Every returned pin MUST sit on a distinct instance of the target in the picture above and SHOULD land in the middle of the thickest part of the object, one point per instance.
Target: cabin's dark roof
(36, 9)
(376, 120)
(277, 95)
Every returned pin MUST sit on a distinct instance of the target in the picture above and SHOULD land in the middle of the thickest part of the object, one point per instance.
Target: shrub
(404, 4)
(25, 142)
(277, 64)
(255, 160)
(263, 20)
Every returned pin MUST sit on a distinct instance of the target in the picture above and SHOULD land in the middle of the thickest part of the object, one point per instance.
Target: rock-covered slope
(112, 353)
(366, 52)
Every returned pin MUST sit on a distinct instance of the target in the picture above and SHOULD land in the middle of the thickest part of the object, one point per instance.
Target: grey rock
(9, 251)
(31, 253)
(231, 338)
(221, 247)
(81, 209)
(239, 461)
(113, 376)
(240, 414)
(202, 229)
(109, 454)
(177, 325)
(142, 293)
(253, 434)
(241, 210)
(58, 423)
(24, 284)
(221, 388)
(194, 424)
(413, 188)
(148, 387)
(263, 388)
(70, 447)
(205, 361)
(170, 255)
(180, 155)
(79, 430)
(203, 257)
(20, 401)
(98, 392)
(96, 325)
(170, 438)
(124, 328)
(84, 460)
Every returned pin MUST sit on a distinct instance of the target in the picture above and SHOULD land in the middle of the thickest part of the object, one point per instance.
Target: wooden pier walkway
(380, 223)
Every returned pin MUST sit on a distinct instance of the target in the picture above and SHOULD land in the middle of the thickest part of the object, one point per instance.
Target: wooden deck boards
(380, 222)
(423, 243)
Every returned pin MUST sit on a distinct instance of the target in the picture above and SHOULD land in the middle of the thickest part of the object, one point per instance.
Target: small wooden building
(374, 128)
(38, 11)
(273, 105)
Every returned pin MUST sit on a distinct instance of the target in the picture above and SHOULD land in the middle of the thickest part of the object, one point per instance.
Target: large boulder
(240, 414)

..............................

YOUR OBJECTIVE →
Pick out each line in the rows above that contains the word "wooden", and copy those lines. The match is case-sensitive.

RESPONSE TO THIS EXERCISE →
Target: wooden pier walkway
Target: wooden deck boards
Target: small wooden building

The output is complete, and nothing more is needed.